● Task prompt
Write out the complete material exactly as it stands.

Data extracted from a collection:
####
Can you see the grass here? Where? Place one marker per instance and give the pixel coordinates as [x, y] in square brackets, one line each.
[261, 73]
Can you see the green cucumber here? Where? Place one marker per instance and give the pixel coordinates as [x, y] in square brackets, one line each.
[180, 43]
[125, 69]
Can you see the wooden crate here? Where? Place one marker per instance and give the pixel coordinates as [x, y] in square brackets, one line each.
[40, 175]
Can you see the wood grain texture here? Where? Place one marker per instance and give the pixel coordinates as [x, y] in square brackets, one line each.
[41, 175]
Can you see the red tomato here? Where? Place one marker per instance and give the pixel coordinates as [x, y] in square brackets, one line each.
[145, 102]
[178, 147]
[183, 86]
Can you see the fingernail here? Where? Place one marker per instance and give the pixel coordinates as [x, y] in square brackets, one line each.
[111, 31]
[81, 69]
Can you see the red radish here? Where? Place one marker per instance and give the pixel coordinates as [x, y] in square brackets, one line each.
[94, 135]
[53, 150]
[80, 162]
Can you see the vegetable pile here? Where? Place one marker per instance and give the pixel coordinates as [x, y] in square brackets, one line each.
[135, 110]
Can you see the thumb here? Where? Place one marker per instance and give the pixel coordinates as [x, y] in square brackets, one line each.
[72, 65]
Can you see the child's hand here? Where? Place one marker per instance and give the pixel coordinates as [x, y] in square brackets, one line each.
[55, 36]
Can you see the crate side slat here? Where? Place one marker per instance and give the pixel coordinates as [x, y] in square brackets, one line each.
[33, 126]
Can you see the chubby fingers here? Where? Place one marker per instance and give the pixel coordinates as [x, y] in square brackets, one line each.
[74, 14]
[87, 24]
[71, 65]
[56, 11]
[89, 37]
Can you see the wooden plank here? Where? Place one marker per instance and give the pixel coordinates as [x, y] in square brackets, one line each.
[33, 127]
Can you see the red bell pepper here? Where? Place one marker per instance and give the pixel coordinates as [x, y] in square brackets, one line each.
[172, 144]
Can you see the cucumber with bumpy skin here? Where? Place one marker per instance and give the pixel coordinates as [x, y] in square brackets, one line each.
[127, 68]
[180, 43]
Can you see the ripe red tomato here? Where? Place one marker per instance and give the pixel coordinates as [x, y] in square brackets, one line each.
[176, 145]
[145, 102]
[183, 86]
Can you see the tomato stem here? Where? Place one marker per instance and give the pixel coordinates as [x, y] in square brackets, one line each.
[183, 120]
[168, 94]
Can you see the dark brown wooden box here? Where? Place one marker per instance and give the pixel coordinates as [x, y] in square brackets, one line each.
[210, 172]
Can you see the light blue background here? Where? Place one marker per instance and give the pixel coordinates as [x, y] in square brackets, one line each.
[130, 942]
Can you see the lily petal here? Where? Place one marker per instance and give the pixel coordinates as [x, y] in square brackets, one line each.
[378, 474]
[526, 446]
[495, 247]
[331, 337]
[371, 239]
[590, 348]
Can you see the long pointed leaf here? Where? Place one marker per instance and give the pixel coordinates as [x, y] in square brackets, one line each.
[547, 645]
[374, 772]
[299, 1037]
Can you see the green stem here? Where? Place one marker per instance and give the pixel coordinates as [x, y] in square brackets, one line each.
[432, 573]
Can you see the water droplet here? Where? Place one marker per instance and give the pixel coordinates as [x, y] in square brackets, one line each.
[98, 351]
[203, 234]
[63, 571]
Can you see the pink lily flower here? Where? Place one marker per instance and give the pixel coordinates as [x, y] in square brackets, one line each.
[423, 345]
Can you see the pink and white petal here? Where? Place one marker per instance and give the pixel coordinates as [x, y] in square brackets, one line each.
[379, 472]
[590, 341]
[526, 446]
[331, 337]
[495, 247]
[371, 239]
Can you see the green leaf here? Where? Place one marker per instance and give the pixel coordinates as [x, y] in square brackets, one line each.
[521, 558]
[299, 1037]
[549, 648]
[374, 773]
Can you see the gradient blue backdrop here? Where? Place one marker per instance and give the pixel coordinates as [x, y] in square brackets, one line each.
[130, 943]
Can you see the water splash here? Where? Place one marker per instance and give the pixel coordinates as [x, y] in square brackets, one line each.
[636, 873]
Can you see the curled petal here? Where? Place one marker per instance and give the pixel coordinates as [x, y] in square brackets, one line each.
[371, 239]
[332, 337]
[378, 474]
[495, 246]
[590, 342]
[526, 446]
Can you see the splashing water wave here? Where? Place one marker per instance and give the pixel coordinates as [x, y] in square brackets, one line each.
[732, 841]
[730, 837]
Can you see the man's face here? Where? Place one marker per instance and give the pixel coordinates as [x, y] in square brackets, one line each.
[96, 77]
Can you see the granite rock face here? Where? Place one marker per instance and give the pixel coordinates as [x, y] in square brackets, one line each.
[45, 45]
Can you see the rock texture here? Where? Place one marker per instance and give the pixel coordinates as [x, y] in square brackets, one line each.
####
● Written solution
Can you see the grass here? Where? Place one marker per instance and give the pixel coordinates as [x, y] in square brackets, one line each.
[261, 73]
Can you see the green cucumber here? Where? Place one marker per instance and give the pixel coordinates as [x, y] in square brackets, one line each.
[180, 43]
[125, 69]
Can you see the wooden crate here? Where? Place one marker per instance and give the pixel coordinates as [x, y] in square brackets, one line each.
[40, 175]
Can you see the wood grain texture here? Where? Place one marker per instance and give the pixel coordinates as [x, y] in square brackets, one line each.
[41, 175]
Can you see the red tomato here? Where? Place one marker per instance and give the pixel coordinates as [x, y] in square brackets, one line each.
[145, 102]
[178, 147]
[183, 86]
Can you see the fingernail here? Where? Place one marker per instance and give the pixel coordinates as [x, y] in square brackets, one line each.
[111, 31]
[81, 69]
Can you see the red radish here? Where? Place one marker per instance and give the pixel coordinates as [x, y] in square brackets, one line each.
[94, 135]
[53, 150]
[80, 162]
Can you see the vegetable pile here? Where? Place one marker per instance and give the pixel coordinates as [x, y] in square brackets, one line each.
[135, 110]
Can you see the thumb here? Where? Place one marker per instance and give the pixel coordinates as [x, y] in square brackets, one line each.
[72, 65]
Can you see the child's hand here? Where? Place one marker per instance and give the pixel coordinates as [x, y] in square brackets, one line each.
[55, 36]
Can you see the crate side slat here? Where? Place one marker per instance and give the pixel coordinates as [x, y] in square brackets, one line each.
[33, 126]
Can you see the chubby fingers here? Where? Place one marker per instance and give the pixel coordinates as [x, y] in square brackets, one line each.
[74, 14]
[87, 24]
[71, 65]
[56, 11]
[89, 37]
Can you see the wooden plank here? Where? Place one marker per instance and give the pixel coordinates as [x, y] in square brackets, one line each.
[33, 127]
Can you see the red bell pepper here? Where? Place one marker per instance and give the pixel coordinates as [x, y] in square brackets, one line each.
[172, 144]
Can you see the cucumber with bumpy skin here? Where? Place one marker per instance and give the pixel coordinates as [x, y] in square brackets, one line each.
[127, 68]
[180, 43]
Can you see the ripe red tomato here? Where? Place one marker per instance and give the pixel coordinates as [x, y] in square brackets, one line each.
[176, 145]
[145, 102]
[183, 86]
Can you see the tomato stem here? Where? Place one marker per instance and give the pixel coordinates as [x, y] in square brackets, one line each.
[183, 120]
[168, 94]
Can you see the dark brown wooden box here? Where? Place one marker per instance and give the pixel coordinates as [x, y] in square brackets, one line each.
[210, 172]
Can you see the light blue background here? Where? Place one marker per instance and give the pixel coordinates as [x, y] in square brackets, one line each.
[130, 942]
Can you see the lily petal here? Where? Place one marker per instance and give the pixel coordinates as [x, y] in square brackets, one line each.
[378, 474]
[526, 446]
[495, 247]
[331, 337]
[371, 239]
[590, 348]
Can you see the long pointed leaf here? Where? Place one marker per instance and give the pixel coordinates as [x, y] in square brackets, one line each.
[547, 645]
[374, 772]
[299, 1037]
Can you see the green stem here? Where? Place one marker per instance and give the pixel coordinates as [x, y] in square brackets, one line each.
[432, 573]
Can you see the water droplet here? Where? Place one marker per instance and give the pixel coordinates as [x, y] in square brackets, one line each.
[98, 351]
[203, 234]
[63, 571]
Can you see the pink lily flower here? Where? Place one marker per instance and give the pixel coordinates as [x, y] in square brackets, one line each.
[423, 345]
Can you see the pink and white petal here? Where? Place one marker per instance and give the pixel coordinates as [x, y] in square brackets, one line each.
[379, 472]
[590, 341]
[526, 446]
[331, 337]
[495, 247]
[371, 239]
Can you see the green leaf here? Where? Place one marker per instance and give the pixel coordinates as [x, y] in square brackets, one line each.
[521, 558]
[299, 1037]
[549, 648]
[374, 773]
Can you see the gradient blue backdrop here? Where? Place one marker per instance and give the pixel coordinates as [x, y] in square brackets, one line each.
[130, 943]
Can you see the water splash here? Where? Place one marker per instance and give the pixel coordinates as [x, y] in square brackets, one line each.
[636, 873]
Can you see the curled petal here? Where? Place one marker per instance and give the pixel coordinates as [x, y] in square brackets, one line each.
[371, 239]
[332, 337]
[378, 474]
[495, 246]
[590, 342]
[526, 446]
Can you see the splashing water wave here? Where? Place one marker per instance and give the pixel coordinates as [x, y] in square brackets, one line each.
[732, 841]
[730, 837]
Can you see the man's face here? Where? Place one marker per instance and give the pixel coordinates as [x, y] in square brackets, one line each.
[96, 77]
Can you see the granite rock face here? Where? Place one marker per instance and give the pixel coordinates as [x, y] in square brackets, one line each.
[45, 45]
Can you see the rock texture here? Where? Place one marker per instance and give the pixel coordinates as [x, y] in square brackets, one line each.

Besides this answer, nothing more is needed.